++++ Extracted text ++++

It could be argued that the legitimate rights, envisaged by the Directive as requiring preservation, may extend to the right to avoid adverse publicity (as in the case of a person or entity whose food hygiene standards were found lacking, but who has made the relevant changes and whose enterprise is no longer in breach of standards). While excessive disclosure of information concerning an inspection might affect the business concerned into the future, the question that must be asked is whether or not such release is disproportionate having regard to the breach of the food hygiene legislation of which the entity was found guilty. In this regard, I note in particular the provision in Article 4(2) of Council Directive 89/397/EEC that inspections "shall be carried out using means proportionate to the end to be observed".

However, I note that the Food Safety Authority of Ireland (FSAI) already publishes on its website details of enforcement action (improvement orders, prohibition orders and closure orders) that has been taken against identifiable persons. Furthermore, in the case of improvement orders and closure orders which are subsequently lifted, the fact that such an order was made (and lifted) continues to be carried on the FSAI website for a period of three months following the lifting of the order. It seems to me that such publication is necessary and proportionate in order to ensure that enterprises which practice inadequate food hygiene standards, however briefly, will not be protected by anonymity. Thus, I consider that revelation of further details of the inspection in question (subject to the protection of commercial secrets and information that could affect the right of the enterprise to appeal) does not represent a disproportionate response where an offence has been committed or where there has been a failure to meet standards. In summary, I am of the view that, having ensured the preservation of the right to commercial or manufacturing secrecy and the right of appeal, a matter such as the avoidance of adverse publicity is not to be included amongst those rights that are considered to be legitimate and, therefore, requiring full preservation.

I note that records of inspections by health boards of privately operated crêches and nursing homes, for example, are potentially accessible under the FOI Act and I see no reason why similar records in relation to food hygiene inspections should be precluded from release.

++++ Task data ++++

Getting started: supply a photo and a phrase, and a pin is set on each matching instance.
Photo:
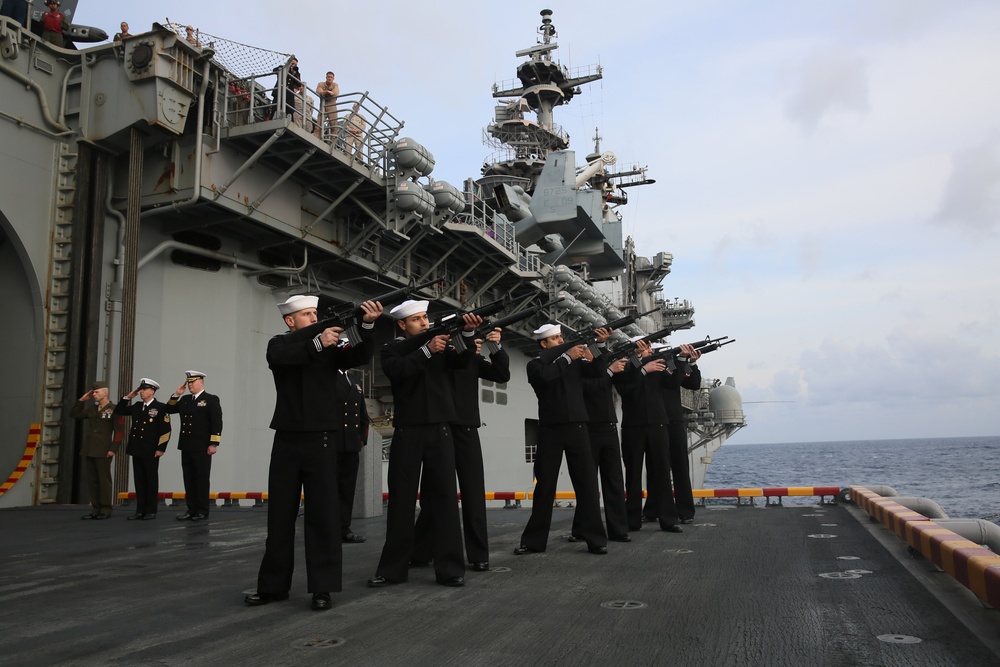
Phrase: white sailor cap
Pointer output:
(296, 303)
(545, 331)
(407, 308)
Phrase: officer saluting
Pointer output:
(147, 442)
(201, 433)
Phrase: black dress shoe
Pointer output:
(378, 581)
(522, 550)
(257, 599)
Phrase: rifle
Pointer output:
(504, 322)
(348, 316)
(703, 346)
(449, 324)
(589, 338)
(628, 348)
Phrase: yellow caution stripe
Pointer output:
(34, 436)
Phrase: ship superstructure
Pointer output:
(161, 196)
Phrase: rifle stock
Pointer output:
(590, 338)
(348, 316)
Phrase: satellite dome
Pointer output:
(726, 403)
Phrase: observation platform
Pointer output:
(805, 584)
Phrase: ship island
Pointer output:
(162, 195)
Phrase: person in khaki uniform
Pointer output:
(328, 92)
(356, 126)
(101, 439)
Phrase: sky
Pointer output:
(827, 173)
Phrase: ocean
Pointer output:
(960, 474)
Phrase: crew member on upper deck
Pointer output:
(54, 24)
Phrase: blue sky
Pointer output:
(828, 174)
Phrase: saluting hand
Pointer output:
(372, 309)
(330, 336)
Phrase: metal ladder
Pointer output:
(57, 320)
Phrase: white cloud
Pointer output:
(971, 199)
(829, 83)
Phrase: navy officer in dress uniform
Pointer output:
(356, 423)
(308, 420)
(644, 436)
(422, 452)
(147, 442)
(562, 427)
(201, 434)
(468, 456)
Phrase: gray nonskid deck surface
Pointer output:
(740, 587)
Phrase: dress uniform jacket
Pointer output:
(201, 420)
(307, 381)
(150, 427)
(605, 448)
(201, 427)
(103, 433)
(468, 457)
(150, 433)
(644, 436)
(422, 455)
(308, 426)
(688, 377)
(562, 419)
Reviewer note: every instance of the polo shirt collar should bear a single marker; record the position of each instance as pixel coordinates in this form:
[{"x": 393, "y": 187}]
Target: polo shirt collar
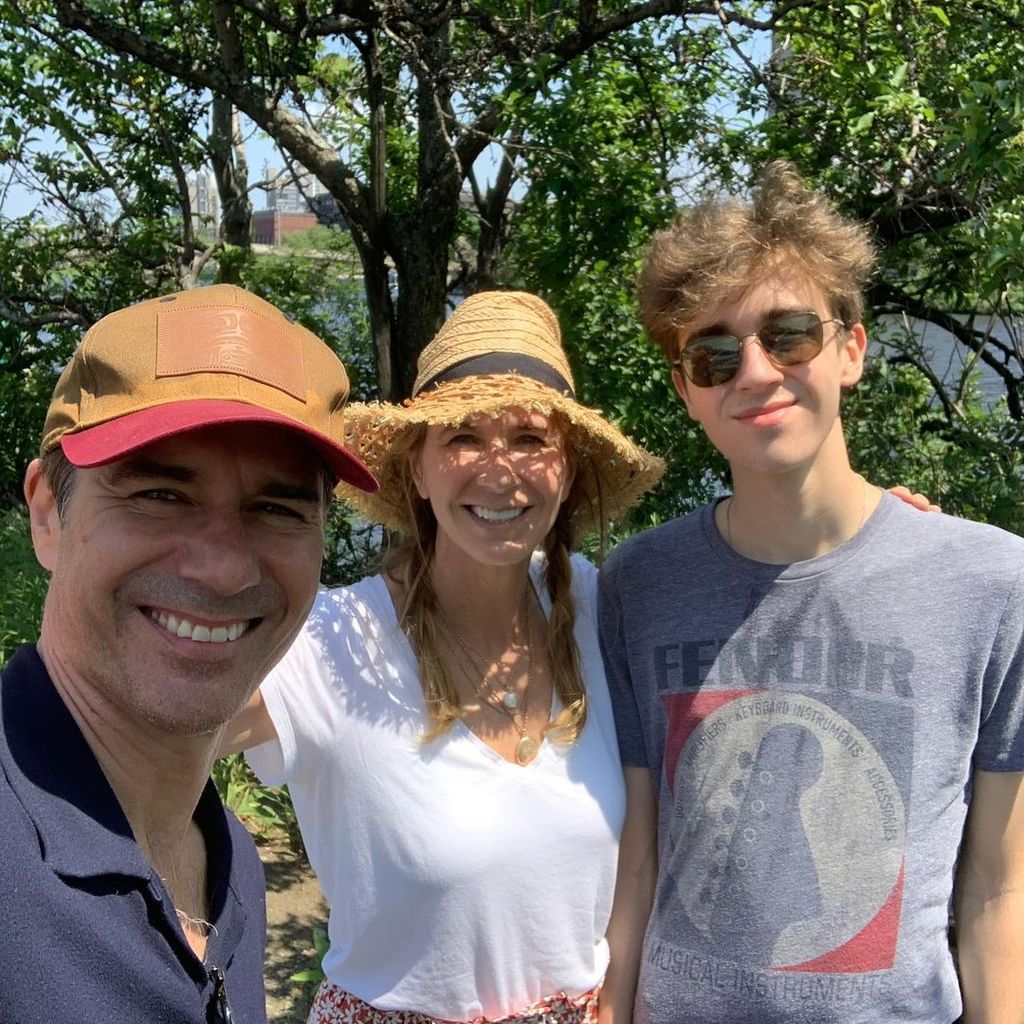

++++

Goals>
**A.** Print the food hygiene passage starting with "I note that records" and going on through "precluded from release.".
**B.** Scale the listing from the line with "Phrase: ship island" through the end of the listing, reproducing only those lines with the requests kept. Multiply every pointer coordinate by 1.15, round to whole numbers with halves going up, and omit the pictures.
The food hygiene passage and the listing have no connection to each other.

Expected results>
**A.**
I note that records of inspections by health boards of privately operated crêches and nursing homes, for example, are potentially accessible under the FOI Act and I see no reason why similar records in relation to food hygiene inspections should be precluded from release.

**B.**
Phrase: ship island
Pointer output:
(186, 224)
Phrase: person in khaki uniform
Pointer output:
(377, 106)
(409, 145)
(116, 505)
Phrase: sky
Pointer output:
(951, 199)
Phrase: ocean
Pointer output:
(1104, 545)
Phrase: crew member on upper deck
Pointer output:
(62, 28)
Phrase: blue sky
Pointer output:
(952, 200)
Phrase: saluting hand
Pointer output:
(428, 355)
(380, 386)
Phrase: metal ladder
Pointer output:
(66, 368)
Phrase: white cloud
Pointer output:
(1117, 229)
(953, 95)
Phrase: navy officer in dress uniform
Pointer output:
(409, 486)
(354, 483)
(741, 501)
(485, 520)
(169, 508)
(646, 491)
(231, 499)
(538, 524)
Phrase: gray nonskid deck surface
Pointer output:
(851, 675)
Phrase: dress uniform jacket
Pointer output:
(231, 483)
(353, 438)
(173, 491)
(696, 515)
(231, 491)
(118, 498)
(538, 526)
(173, 498)
(741, 501)
(485, 523)
(354, 490)
(791, 434)
(646, 482)
Reviewer note: every instance of the polo shirt collar should bear a single marker; record the position of each instance as pixel coordinates in this form:
[{"x": 393, "y": 187}]
Target: polo shirt collar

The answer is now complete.